INPUT FOR THIS TASK —
════

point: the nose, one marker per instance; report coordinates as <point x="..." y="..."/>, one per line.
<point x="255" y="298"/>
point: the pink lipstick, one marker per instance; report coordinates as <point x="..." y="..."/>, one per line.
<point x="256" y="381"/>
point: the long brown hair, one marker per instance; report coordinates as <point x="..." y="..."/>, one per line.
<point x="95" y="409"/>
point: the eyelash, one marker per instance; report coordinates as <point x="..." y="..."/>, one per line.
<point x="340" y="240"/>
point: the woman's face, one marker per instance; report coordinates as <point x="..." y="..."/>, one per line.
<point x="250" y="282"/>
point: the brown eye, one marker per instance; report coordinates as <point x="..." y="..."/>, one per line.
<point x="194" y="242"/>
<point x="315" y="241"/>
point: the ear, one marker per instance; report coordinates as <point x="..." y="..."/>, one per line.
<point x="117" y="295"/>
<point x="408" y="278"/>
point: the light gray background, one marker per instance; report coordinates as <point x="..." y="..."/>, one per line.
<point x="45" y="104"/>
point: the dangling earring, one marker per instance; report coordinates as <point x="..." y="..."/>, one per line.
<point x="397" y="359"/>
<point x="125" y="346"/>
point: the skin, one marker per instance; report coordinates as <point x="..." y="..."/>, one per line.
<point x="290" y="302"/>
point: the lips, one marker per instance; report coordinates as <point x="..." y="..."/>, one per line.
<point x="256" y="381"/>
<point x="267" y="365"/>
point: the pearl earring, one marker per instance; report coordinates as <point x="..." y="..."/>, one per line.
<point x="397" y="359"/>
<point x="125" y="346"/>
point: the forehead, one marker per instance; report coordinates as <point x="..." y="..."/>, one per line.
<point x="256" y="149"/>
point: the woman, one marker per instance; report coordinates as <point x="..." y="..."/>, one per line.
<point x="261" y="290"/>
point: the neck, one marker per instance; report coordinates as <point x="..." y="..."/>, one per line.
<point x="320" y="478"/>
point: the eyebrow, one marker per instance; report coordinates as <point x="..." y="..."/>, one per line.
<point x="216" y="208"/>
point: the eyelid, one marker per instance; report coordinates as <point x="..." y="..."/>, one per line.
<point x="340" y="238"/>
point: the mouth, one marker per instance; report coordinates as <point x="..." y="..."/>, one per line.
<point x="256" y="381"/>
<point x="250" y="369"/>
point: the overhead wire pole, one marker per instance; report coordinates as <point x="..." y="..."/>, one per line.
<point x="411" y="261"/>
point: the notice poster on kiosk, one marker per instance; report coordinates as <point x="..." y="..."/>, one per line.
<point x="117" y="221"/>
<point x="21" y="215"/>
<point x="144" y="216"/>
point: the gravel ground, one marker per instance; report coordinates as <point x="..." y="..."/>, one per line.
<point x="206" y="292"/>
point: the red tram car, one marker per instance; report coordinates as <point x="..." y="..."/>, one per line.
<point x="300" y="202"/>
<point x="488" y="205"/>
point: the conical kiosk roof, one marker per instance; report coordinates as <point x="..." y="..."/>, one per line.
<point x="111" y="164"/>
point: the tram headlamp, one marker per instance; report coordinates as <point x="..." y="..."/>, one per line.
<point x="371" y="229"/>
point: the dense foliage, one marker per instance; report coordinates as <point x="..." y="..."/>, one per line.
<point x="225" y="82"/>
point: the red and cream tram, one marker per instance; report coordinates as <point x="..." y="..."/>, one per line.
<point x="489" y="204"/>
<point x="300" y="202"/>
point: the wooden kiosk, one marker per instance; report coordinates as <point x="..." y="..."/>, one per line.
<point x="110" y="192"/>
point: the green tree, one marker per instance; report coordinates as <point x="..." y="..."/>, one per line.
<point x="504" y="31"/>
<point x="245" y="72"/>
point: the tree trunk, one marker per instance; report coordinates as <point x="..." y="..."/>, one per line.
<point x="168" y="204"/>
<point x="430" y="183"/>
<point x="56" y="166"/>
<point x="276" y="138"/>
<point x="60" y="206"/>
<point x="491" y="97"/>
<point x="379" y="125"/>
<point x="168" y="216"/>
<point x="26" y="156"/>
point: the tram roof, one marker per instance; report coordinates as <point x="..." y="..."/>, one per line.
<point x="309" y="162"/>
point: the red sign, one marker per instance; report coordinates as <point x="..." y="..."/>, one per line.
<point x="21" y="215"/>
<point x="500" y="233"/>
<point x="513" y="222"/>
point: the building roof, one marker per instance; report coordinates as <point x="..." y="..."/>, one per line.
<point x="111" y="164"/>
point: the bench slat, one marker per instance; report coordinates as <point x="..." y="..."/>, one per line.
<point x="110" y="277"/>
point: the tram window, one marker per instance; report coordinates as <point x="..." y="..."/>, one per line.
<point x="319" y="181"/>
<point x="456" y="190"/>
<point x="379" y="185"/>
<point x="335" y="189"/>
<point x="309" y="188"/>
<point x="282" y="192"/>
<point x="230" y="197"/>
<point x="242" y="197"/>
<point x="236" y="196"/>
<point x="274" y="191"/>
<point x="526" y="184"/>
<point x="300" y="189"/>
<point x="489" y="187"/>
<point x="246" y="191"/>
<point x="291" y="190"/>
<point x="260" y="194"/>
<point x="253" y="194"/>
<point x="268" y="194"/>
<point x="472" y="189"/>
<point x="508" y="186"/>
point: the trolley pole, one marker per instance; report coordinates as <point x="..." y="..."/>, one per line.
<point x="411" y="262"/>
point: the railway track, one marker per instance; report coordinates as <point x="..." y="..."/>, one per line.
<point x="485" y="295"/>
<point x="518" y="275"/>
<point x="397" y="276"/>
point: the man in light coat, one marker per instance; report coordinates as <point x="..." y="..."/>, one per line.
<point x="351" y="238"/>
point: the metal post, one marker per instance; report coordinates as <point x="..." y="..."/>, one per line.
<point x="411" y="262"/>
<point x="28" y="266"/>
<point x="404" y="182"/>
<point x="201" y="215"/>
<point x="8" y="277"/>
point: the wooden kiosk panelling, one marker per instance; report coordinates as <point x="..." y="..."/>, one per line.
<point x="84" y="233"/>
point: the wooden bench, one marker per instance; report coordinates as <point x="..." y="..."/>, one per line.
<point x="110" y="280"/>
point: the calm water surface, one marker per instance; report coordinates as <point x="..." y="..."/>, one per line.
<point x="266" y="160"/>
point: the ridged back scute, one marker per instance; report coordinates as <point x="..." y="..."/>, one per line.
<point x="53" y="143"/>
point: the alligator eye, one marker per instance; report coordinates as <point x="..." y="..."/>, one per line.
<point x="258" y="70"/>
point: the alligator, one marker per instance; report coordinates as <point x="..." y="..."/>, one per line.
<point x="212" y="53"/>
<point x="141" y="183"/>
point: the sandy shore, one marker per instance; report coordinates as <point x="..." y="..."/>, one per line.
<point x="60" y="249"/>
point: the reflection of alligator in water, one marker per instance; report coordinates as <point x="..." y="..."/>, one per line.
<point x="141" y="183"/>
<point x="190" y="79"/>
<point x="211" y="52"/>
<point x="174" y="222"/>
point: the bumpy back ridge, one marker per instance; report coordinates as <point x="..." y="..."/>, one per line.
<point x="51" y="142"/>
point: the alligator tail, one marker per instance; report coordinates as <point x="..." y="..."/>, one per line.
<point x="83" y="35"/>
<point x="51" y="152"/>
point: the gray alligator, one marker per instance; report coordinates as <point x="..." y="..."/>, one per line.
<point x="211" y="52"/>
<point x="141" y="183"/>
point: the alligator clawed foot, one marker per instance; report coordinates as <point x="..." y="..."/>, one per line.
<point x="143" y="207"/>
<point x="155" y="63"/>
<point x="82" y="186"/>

════

THE EXERCISE —
Repeat each record exactly. Omit nothing.

RESPONSE FOR THIS EXERCISE —
point: the nose, one marker per instance; report coordinates as <point x="..." y="..."/>, one per line.
<point x="255" y="298"/>
point: the pink lipstick, one marker per instance; report coordinates as <point x="..." y="..."/>, one per line.
<point x="256" y="381"/>
point: the long brown hair, one marker per instance; report coordinates as <point x="..." y="..."/>, one per line.
<point x="95" y="409"/>
point: the eyelash, one marker per instance; report coordinates as <point x="..." y="..."/>, one per line.
<point x="340" y="240"/>
point: the woman's face, one marker per instance; report coordinates as <point x="..." y="..."/>, one per line.
<point x="250" y="282"/>
point: the brown eye, one marker per instance; report coordinates as <point x="..." y="..."/>, one per line.
<point x="194" y="242"/>
<point x="315" y="241"/>
point: the ear, one marker per instance; report coordinates as <point x="..." y="..."/>, one per line.
<point x="117" y="295"/>
<point x="408" y="278"/>
point: the light gray background, one marker per instance; report coordinates as <point x="..." y="..."/>, one per line.
<point x="45" y="104"/>
point: the dangling earring, one marker per instance; report coordinates as <point x="..." y="..."/>, one per line.
<point x="397" y="359"/>
<point x="125" y="346"/>
point: the skin, one marker per instance; report coordinates as <point x="..." y="..."/>, one per line.
<point x="290" y="302"/>
point: the lips, one marker per instance; report coordinates as <point x="..." y="..."/>, one per line.
<point x="256" y="381"/>
<point x="267" y="365"/>
point: the pearl earring, one marker per instance; report coordinates as <point x="..." y="..."/>, one per line.
<point x="397" y="359"/>
<point x="125" y="346"/>
point: the forehead, one marker per instance; report coordinates as <point x="..." y="..."/>, one per line.
<point x="256" y="149"/>
point: the woman, one marker per instance; report coordinates as <point x="..." y="..."/>, one per line.
<point x="261" y="290"/>
point: the neck, one marker per instance; report coordinates as <point x="..." y="..."/>, one per line.
<point x="320" y="478"/>
point: the eyebrow, one marker per instance; report coordinates as <point x="..." y="..."/>, one per line.
<point x="216" y="208"/>
point: the eyelid, one marker per instance; report coordinates as <point x="..." y="..."/>, one per line.
<point x="340" y="238"/>
point: the mouth, one marker per instance; report coordinates as <point x="..." y="..."/>, one per line.
<point x="256" y="381"/>
<point x="250" y="369"/>
point: the overhead wire pole, one marker per instance; report coordinates as <point x="..." y="..."/>, one per line.
<point x="411" y="261"/>
point: the notice poster on kiosk, one marker per instance; report coordinates as <point x="..." y="..."/>, one per line.
<point x="117" y="221"/>
<point x="21" y="215"/>
<point x="144" y="216"/>
point: the gravel ground, one marker per instance; report coordinates as <point x="..." y="..."/>, one per line.
<point x="206" y="292"/>
point: the red tram car, one marker per instance; report coordinates as <point x="..." y="..."/>, one per line.
<point x="300" y="202"/>
<point x="488" y="205"/>
point: the conical kiosk roof, one marker per instance; report coordinates as <point x="..." y="..."/>, one per line.
<point x="111" y="164"/>
point: the tram headlamp, one marker per instance; report coordinates as <point x="..." y="..."/>, one per line.
<point x="371" y="229"/>
point: the dense foliage, one marker per instance; report coordinates as <point x="..." y="..."/>, one per line.
<point x="225" y="82"/>
point: the red and cream tram, one marker per instance; report coordinates as <point x="..." y="..."/>, one per line.
<point x="489" y="204"/>
<point x="300" y="202"/>
point: the wooden kiosk, one marker per instance; report coordinates as <point x="..." y="..."/>, one per line.
<point x="110" y="192"/>
point: the green tree, one marker per instance; report coordinates as <point x="..." y="..."/>, one per line.
<point x="504" y="31"/>
<point x="245" y="72"/>
point: the tree trunk, one marker per instance; report coordinates as <point x="..." y="..."/>, one per line.
<point x="168" y="204"/>
<point x="430" y="183"/>
<point x="56" y="166"/>
<point x="276" y="138"/>
<point x="60" y="206"/>
<point x="491" y="97"/>
<point x="379" y="125"/>
<point x="168" y="216"/>
<point x="26" y="156"/>
point: the tram roof, one marker per instance; report coordinates as <point x="..." y="..."/>, one per line.
<point x="309" y="162"/>
point: the red sign, one marker per instance; report coordinates as <point x="..." y="..."/>, one per line.
<point x="21" y="215"/>
<point x="500" y="233"/>
<point x="513" y="222"/>
point: the building roof, one marker per instance; report coordinates as <point x="..." y="..."/>, one per line.
<point x="111" y="164"/>
point: the bench slat, one marker per instance; report coordinates as <point x="..." y="..."/>, one per line.
<point x="110" y="277"/>
point: the tram window, one marker per instance; report coordinates as <point x="..." y="..."/>, one per line.
<point x="319" y="181"/>
<point x="456" y="190"/>
<point x="379" y="185"/>
<point x="335" y="189"/>
<point x="309" y="188"/>
<point x="282" y="192"/>
<point x="230" y="197"/>
<point x="242" y="197"/>
<point x="236" y="196"/>
<point x="274" y="191"/>
<point x="526" y="184"/>
<point x="300" y="189"/>
<point x="489" y="187"/>
<point x="246" y="191"/>
<point x="291" y="190"/>
<point x="260" y="194"/>
<point x="253" y="194"/>
<point x="268" y="194"/>
<point x="472" y="189"/>
<point x="508" y="186"/>
point: the trolley pole, one marker per instance; report coordinates as <point x="..." y="..."/>, one per line.
<point x="411" y="262"/>
point: the railway track, one marker per instance; report coordinates as <point x="..." y="..."/>, one per line.
<point x="485" y="295"/>
<point x="518" y="275"/>
<point x="397" y="276"/>
point: the man in light coat, one marker per instance; report coordinates as <point x="..." y="..."/>, one per line.
<point x="351" y="238"/>
point: the metal post, one marker per instance; report coordinates as <point x="..." y="..."/>, one per line.
<point x="411" y="262"/>
<point x="28" y="266"/>
<point x="404" y="182"/>
<point x="201" y="215"/>
<point x="8" y="277"/>
point: the wooden kiosk panelling, one marker per instance; report coordinates as <point x="..." y="..."/>, one per line.
<point x="84" y="233"/>
point: the wooden bench, one marker per instance; report coordinates as <point x="..." y="..."/>, one per line.
<point x="110" y="280"/>
point: the calm water surface, one marker per instance; report coordinates as <point x="..." y="..."/>, one per line.
<point x="266" y="160"/>
point: the ridged back scute, one marker per instance; report coordinates as <point x="..." y="..."/>, one per line.
<point x="53" y="143"/>
point: the alligator eye, one marker per instance; report coordinates as <point x="..." y="..."/>, one per line.
<point x="258" y="70"/>
point: the alligator, one marker per instance; report coordinates as <point x="..." y="..."/>, one per line.
<point x="212" y="53"/>
<point x="141" y="183"/>
point: the sandy shore, one marker per instance; report coordinates as <point x="..." y="..."/>, one per line.
<point x="60" y="249"/>
point: the reflection of alligator in water, one marker per instance; report coordinates as <point x="..." y="..."/>, one per line.
<point x="141" y="183"/>
<point x="190" y="79"/>
<point x="211" y="52"/>
<point x="174" y="222"/>
point: the bumpy back ridge, one marker per instance; report coordinates as <point x="..." y="..."/>, one per line.
<point x="51" y="142"/>
point: the alligator tail, one marker per instance; report coordinates as <point x="..." y="..."/>, one per line.
<point x="83" y="35"/>
<point x="51" y="152"/>
point: the gray alligator, one marker per instance; report coordinates as <point x="..." y="..."/>, one per line.
<point x="211" y="52"/>
<point x="141" y="183"/>
point: the alligator clawed foot, one marker per instance; report coordinates as <point x="..." y="..."/>, one per line.
<point x="143" y="207"/>
<point x="155" y="63"/>
<point x="82" y="186"/>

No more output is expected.